----- Records shown -----
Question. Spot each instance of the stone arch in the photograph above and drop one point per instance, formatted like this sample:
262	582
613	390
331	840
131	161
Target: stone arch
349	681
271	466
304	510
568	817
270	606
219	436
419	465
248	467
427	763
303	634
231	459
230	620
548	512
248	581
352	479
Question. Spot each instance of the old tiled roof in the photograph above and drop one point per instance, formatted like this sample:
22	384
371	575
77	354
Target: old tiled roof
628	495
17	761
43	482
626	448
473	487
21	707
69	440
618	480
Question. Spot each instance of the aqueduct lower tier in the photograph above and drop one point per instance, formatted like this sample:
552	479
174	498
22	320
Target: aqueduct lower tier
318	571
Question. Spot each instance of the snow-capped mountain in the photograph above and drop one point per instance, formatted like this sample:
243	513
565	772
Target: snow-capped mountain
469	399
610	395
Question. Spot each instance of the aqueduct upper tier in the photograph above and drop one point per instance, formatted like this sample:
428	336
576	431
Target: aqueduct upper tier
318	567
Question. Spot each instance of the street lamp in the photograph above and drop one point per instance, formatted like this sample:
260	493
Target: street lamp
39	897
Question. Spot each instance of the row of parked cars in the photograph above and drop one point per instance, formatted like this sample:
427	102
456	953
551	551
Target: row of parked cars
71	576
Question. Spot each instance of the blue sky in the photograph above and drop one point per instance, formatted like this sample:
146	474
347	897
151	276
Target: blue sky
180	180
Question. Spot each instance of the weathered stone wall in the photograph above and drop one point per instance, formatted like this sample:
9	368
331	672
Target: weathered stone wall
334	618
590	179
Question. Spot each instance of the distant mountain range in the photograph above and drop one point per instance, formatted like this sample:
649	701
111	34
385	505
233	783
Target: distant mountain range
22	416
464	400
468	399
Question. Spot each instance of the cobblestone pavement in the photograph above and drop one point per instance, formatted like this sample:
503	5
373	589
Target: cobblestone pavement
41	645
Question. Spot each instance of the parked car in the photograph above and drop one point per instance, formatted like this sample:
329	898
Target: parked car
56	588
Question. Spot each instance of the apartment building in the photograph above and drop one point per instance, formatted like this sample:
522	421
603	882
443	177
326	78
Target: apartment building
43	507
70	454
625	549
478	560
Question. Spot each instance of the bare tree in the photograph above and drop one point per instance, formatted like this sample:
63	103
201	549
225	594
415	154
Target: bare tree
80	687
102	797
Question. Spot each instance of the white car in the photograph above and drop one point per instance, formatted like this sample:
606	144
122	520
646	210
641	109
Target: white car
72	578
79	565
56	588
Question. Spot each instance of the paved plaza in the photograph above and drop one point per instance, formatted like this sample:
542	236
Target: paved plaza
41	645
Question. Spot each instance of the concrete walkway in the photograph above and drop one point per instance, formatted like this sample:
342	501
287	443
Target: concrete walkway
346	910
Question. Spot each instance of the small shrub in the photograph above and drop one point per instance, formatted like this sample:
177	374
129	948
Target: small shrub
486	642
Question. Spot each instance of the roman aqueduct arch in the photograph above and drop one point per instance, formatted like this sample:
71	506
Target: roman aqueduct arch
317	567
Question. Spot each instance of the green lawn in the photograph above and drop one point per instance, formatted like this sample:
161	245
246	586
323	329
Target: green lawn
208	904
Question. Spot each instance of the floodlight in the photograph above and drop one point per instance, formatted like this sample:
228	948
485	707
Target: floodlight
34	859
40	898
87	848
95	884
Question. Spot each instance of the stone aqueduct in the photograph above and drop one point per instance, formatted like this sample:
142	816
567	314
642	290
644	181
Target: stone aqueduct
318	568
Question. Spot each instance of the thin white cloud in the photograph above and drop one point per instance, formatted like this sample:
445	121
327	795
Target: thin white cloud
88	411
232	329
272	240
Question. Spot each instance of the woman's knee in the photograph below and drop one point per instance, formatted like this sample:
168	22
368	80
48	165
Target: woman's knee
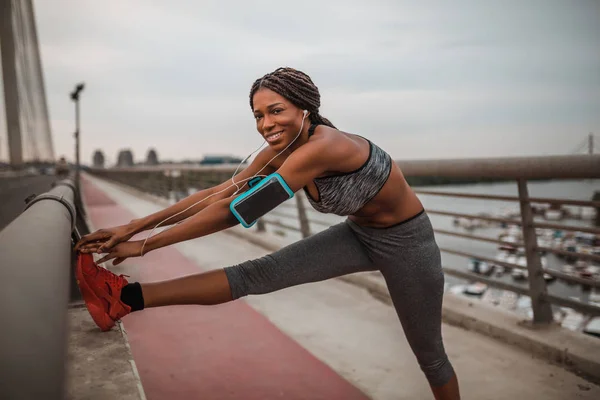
438	370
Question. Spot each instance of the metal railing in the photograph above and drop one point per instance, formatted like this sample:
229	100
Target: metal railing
165	180
35	251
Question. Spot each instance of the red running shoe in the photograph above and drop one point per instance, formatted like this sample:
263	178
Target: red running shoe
101	291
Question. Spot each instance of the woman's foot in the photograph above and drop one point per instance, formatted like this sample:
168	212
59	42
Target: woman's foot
101	291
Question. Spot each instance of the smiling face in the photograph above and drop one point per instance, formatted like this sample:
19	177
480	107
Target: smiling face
277	119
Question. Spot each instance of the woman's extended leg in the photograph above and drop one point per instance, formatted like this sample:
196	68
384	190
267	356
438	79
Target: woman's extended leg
330	253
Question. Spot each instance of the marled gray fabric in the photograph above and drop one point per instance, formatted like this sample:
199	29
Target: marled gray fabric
407	256
345	194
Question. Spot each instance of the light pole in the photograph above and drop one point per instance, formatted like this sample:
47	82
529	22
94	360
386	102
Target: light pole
75	98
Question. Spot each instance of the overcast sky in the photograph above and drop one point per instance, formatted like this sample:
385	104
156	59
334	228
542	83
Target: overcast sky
446	79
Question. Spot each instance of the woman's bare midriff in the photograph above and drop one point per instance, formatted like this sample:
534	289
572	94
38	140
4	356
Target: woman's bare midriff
395	202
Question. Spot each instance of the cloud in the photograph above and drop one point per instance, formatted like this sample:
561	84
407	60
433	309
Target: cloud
176	75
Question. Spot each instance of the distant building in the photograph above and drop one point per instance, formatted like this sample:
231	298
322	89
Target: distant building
125	158
98	159
220	159
152	158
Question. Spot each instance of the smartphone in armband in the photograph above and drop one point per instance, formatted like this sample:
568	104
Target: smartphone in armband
262	197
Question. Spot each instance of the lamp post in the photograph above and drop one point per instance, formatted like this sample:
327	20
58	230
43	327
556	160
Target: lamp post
75	98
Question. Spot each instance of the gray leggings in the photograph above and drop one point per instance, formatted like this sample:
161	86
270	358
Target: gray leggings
407	256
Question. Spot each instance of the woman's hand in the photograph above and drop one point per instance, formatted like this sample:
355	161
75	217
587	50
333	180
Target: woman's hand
104	239
122	251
-----
Give the data again exactly, image-free.

Question. Spot each instance of the stone arch in the photograph above and drop one point per instance, formatted like this sample:
262	582
613	390
331	840
131	161
Target: stone arch
349	681
271	466
304	510
568	817
270	606
219	436
419	465
248	467
427	763
303	634
231	459
230	620
548	512
248	581
352	479
Question. Spot each instance of the old tiled roof in the photograph above and drop one point per instance, formatted like this sample:
22	384
371	575
77	354
Target: old tiled roof
628	495
17	761
43	482
626	448
473	487
21	707
69	440
618	480
Question. Spot each instance of the aqueduct lower tier in the photograph above and drop one point per instance, formatted like this sample:
552	479
174	498
22	320
Target: aqueduct lower tier
318	571
Question. Spot each instance of the snow-capped mountain in the photograph above and drop one point per instance, formatted like this sample:
243	513
565	772
Target: snow-capped mountain
469	399
610	395
Question. Spot each instance of the aqueduct upper tier in the photograph above and drop one point per instance, formatted like this sample:
428	336
576	431
Target: aqueduct upper tier
318	567
Question. Spot each instance of the street lamp in the photograph above and drop one point per instance, formatted like this sample:
260	493
Target: street lamp
39	897
Question. Spot each instance of the row of parked cars in the photograph above and drop one point per instance, formatted like this sample:
427	102
456	953
551	551
Target: row of parked cars
71	576
Question. Spot each instance of the blue sky in the photograph above and drop one point per instance, formatted like this sample:
146	474
347	897
151	276
Target: blue sky
180	180
Question. Spot each instance of the weathered stone wall in the photograph above and drop one point per instance, formatted like this sample:
9	368
331	672
Target: weathered stone wall
334	618
590	179
Question. Spot each instance of the distant mountain range in the photograph above and drop one point per instance, formatted like this sample:
649	701
111	34
385	505
233	783
Target: distant mountain range
22	416
464	400
468	399
Question. Spot each instance of the cobblestone pavement in the photograph above and drop one point per instance, formatted like this sample:
503	5
373	589
Target: cobblestone pavement
41	645
Question. Spot each instance of the parked car in the photograph above and drop one point per instance, formatted like this sample:
329	898
Target: parked car
56	588
Question. Spot each instance of the apartment building in the photograph above and drop one point per instance, formatted like this sample:
522	421
603	882
443	177
326	78
Target: apartment building
43	507
70	454
625	549
478	560
Question. Spot each instance of the bare tree in the photograph above and drop one point per instance, formatted like this sample:
63	103
201	549
225	594
415	154
Target: bare tree
80	687
102	797
Question. Spot each instance of the white car in the photograph above and drop one point per instance, formatted like this sample:
606	144
122	520
646	210
641	109
Target: white car
72	578
79	565
56	588
Question. Spot each instance of the paved plaza in the photograph above and drop one point per instance, formatted like this sample:
542	236
Target: paved plaza
41	645
Question. Spot each instance of the concrete walkway in the photograph above and drop one point per instance, formatted like this sample:
342	501
287	443
Target: concrete walkway
346	910
Question. Spot each instance of the small shrub in the photograph above and drop one point per instance, formatted like this sample:
177	374
129	948
Target: small shrub
486	642
Question. Spot each instance of the roman aqueduct arch in the photograph above and drop one point per instance, formatted like this sample:
71	506
Target: roman aqueduct arch
317	567
Question. Spot each instance of the green lawn in the photograph above and drop one point per instance, formatted like this sample:
161	245
246	586
323	329
Target: green lawn
208	904
Question. Spot each instance of the floodlight in the photograph above and drop one point per instance, formatted like this sample:
228	948
485	707
Target: floodlight
34	859
40	898
87	848
95	884
Question. Spot each instance of the stone aqueduct in the photograph above and drop one point per instance, formatted like this sample:
142	816
567	314
642	290
644	181
Target: stone aqueduct
318	568
Question. Spot each instance of the thin white cloud in the photograph above and drop one point per instance, formatted like this sample:
445	121
327	795
Target: thin white cloud
88	411
232	329
272	240
Question. Spot each instance of the woman's knee in the photograph below and drop one point per instance, formatted like this sample:
168	22
368	80
48	165
Target: woman's knee
438	370
Question. Spot each instance of the metal railing in the photograph above and drop one point per instance, formatted like this sample:
229	100
Target: metal railing
165	180
35	251
Question. Spot each instance of the red running shoe in the photograph above and drop one point per instance, formatted like this sample:
263	178
Target: red running shoe
101	291
Question. Spot each instance of the woman's foot in the photograph above and drop one point per instance, formatted like this sample:
168	212
59	42
Target: woman's foot
101	291
Question. Spot each instance of the smiling face in the photograph above and drop one point per instance, formatted like this sample:
19	177
480	107
Target: smiling face
277	119
Question. Spot each instance of the woman's extended leg in the photograph above and drop one point per instance, formatted like this sample:
196	68
384	190
267	356
438	79
Target: woman's extended leg
330	253
Question. Spot each instance of the marled gray fabric in the photograph above and drop one point per instance, formatted like this sample:
199	29
Target: marled gray fabric
407	256
345	194
Question. Spot each instance of the light pole in the photograph above and drop one point per instance, formatted like this sample:
47	82
529	22
94	360
386	102
Target: light pole
75	98
Question. Spot each instance of the overcast sky in the photograph above and drop one point per instance, formatted like this sample:
385	104
156	59
334	228
542	83
Target: overcast sky
446	79
Question. Spot each instance of the woman's bare midriff in the photograph above and drop one point per instance, formatted like this sample:
534	289
572	94
38	140
4	356
Target: woman's bare midriff
395	202
Question. Spot each instance of the cloud in the photograph above and drop one point per instance, formatted like this sample:
561	84
407	60
433	309
Target: cloud
176	75
Question. Spot each instance of the distant building in the photograph above and drop one point per instance, formatted like this sample:
231	298
322	89
Target: distant building
125	158
98	159
220	159
152	158
Question. Spot each instance of the smartphone in armband in the photograph above and drop one point per instance, formatted like this sample:
568	104
Target: smartphone in armband
262	197
Question. Spot each instance of the lamp post in the photograph above and drop one point per instance, formatted like this sample:
327	20
58	230
43	327
556	160
Target: lamp post
75	98
Question. Spot each instance of the gray leggings in the photograph above and drop one point per instance, formatted like this sample:
161	86
270	358
Target: gray leggings
407	256
Question. Spot each instance of the woman's hand in the photograph above and drop one point per instance, formatted like this sample:
355	161
75	217
587	50
333	180
Target: woman's hand
104	239
122	251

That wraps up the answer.